Passage shown >>
◆ ◆ ◆ ◆

What is the time complexity as a function of the path length?
What is the space complexity as a function of the path length?
How does the goal affect the search?

Breadth-first search

Breadth-first search treats the frontier as a queue.
It always selects one of the earliest elements added to the frontier.
If the list of paths on the frontier is \( [p_{1},p_{2},\ldots,p_{r}] \), then:
- \( p_{1} \) is selected (and removed).
- Its neighbors are added to the end of the queue, after \( p_{r} \).
- \( p_{2} \) is selected next.

Illustrative graph: breadth-first search

Complexity of breadth-first search

Does BFS guarantee to find the path with fewest arcs?
What happens on infinite graphs or on graphs with cycles if there is a solution?
What is the time complexity as a function of the path length?
What is the space complexity as a function of the path length?
How does the goal affect the search?

Uniform-cost search

Weighted graphs:
- Sometimes there are costs associated with arcs.
  The cost of a path is the sum of the costs of its arcs. \[ cost(n_{0},\dots,n_{k}) = \sum_{i=1}^{k}\left|(n_{i-1},n_{i})\right| \] An optimal solution is one with minimum cost.
Uniform-cost search (aka Lowest-cost-first search):
- Uniform-cost search selects a path on the frontier with the lowest cost.
- The frontier is a priority queue ordered by path cost.
- It finds a least-cost path to a goal node — i.e., uniform-cost search is optimal
- When arc costs are equal \(\Rightarrow\) breadth-first search.

Heuristic search (R&N 3.5–3.6)

Greedy best-first search

A* search

Admissible and consistent heuristics

Heuristic search

Previous methods don’t use the goal to select a path to explore.
Main idea: don’t ignore the goal when selecting paths.
- Often there is extra knowledge that can guide the search: heuristics.
- \( h(n) \) is an estimate of the cost of the shortest path from node \(n\)
  to a goal node.
- \(h(n)\) needs to be efficient to compute.
- \(h(n)\) is an underestimate if there is no path from \(n\) to a goal
  with cost less than \(h(n)\).

◆ ◆ ◆ ◆

Your tasks >>
A - List every question that appears under the heading "Complexity of breadth-first search" in the passage on search strategies.
B - Reproduce the passage on search strategies word for word, from "- It finds a" to "path to explore.".

Record excerpts >>
◆ ◆ ◆ ◆

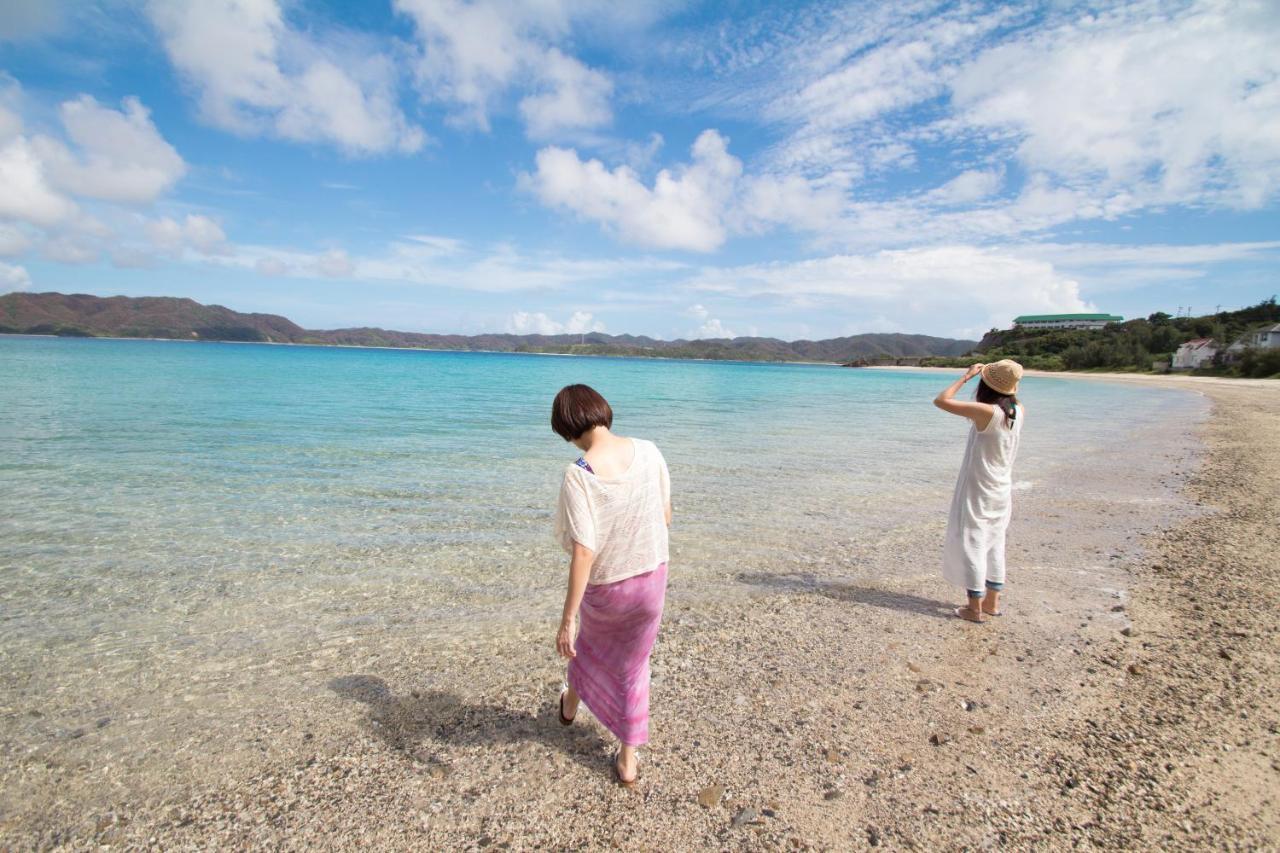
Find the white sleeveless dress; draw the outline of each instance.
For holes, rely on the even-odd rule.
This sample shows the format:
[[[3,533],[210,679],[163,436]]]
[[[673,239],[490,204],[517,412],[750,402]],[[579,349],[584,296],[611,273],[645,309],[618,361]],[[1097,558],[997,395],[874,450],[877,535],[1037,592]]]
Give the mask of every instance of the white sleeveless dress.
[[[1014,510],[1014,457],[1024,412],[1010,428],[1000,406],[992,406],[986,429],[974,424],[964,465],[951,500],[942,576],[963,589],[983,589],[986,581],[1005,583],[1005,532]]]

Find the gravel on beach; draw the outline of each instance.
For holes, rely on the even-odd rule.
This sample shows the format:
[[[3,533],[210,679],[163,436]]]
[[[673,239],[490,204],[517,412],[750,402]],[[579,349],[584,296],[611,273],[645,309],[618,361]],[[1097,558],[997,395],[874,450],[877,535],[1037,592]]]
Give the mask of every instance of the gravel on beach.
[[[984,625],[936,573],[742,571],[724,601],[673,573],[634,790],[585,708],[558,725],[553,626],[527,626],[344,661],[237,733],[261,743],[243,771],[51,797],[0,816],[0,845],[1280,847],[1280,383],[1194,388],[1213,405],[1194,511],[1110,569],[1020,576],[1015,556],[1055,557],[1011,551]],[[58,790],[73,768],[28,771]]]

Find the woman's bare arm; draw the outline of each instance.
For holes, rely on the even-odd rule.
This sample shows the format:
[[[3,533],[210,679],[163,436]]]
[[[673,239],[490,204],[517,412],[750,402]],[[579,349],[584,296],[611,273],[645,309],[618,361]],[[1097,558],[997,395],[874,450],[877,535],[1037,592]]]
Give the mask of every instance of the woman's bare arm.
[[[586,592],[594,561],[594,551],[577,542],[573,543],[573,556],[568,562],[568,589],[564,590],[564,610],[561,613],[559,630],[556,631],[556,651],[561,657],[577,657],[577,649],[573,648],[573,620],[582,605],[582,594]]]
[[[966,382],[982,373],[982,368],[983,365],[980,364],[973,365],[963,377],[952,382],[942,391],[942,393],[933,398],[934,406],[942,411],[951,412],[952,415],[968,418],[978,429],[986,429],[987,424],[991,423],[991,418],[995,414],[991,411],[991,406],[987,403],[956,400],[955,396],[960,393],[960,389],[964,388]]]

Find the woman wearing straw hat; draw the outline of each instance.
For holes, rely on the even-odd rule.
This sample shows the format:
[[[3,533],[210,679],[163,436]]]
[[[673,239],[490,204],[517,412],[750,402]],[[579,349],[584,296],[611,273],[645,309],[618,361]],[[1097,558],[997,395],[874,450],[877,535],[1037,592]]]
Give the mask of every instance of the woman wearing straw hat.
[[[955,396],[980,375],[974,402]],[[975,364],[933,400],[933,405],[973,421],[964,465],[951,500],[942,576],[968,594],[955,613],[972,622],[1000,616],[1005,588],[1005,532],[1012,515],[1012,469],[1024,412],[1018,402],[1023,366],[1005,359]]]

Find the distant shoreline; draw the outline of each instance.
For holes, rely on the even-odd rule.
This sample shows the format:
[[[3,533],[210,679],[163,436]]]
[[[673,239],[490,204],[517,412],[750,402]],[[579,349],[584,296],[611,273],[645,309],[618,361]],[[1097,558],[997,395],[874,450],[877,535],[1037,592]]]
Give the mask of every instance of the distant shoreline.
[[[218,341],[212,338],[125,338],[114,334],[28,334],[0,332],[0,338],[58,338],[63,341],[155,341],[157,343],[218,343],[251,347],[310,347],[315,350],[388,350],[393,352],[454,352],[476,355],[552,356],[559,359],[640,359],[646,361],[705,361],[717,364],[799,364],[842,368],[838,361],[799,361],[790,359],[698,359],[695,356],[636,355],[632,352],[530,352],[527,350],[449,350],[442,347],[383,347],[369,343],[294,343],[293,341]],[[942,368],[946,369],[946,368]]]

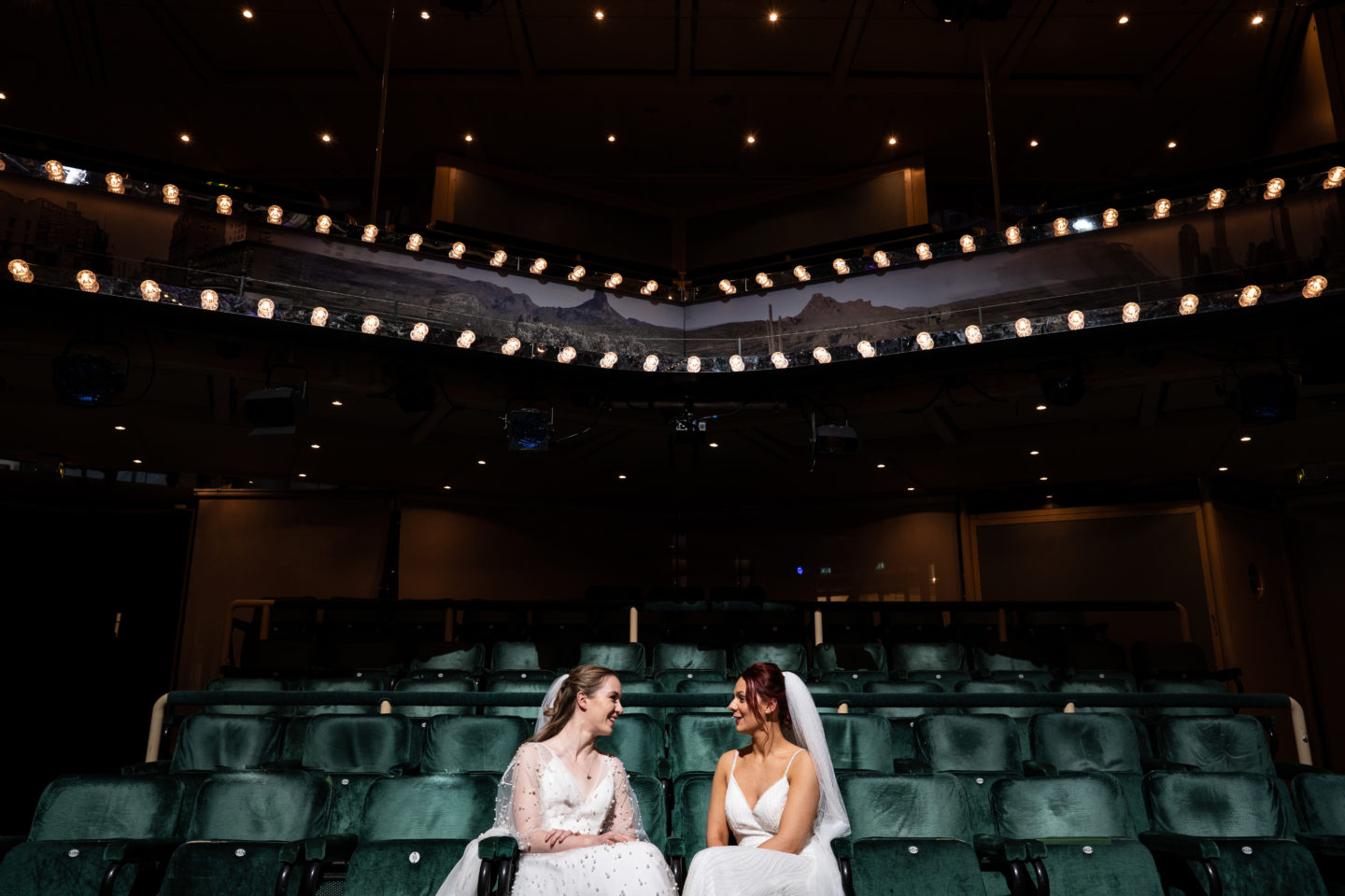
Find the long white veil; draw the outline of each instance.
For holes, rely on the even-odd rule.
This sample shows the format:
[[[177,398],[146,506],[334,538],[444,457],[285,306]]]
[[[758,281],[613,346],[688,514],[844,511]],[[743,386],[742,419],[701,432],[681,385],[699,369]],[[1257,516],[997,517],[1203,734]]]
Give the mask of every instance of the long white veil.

◆ ◆ ◆ ◆

The results >>
A -
- Does BFS guarantee to find the path with fewest arcs?
- What happens on infinite graphs or on graphs with cycles if there is a solution?
- What is the time complexity as a function of the path length?
- What is the space complexity as a function of the path length?
- How does the goal affect the search?

B -
- It finds a least-cost path to a goal node — i.e., uniform-cost search is optimal
- When arc costs are equal \(\Rightarrow\) breadth-first search.

Heuristic search (R&N 3.5–3.6)

Greedy best-first search

A* search

Admissible and consistent heuristics

Heuristic search

Previous methods don’t use the goal to select a path to explore.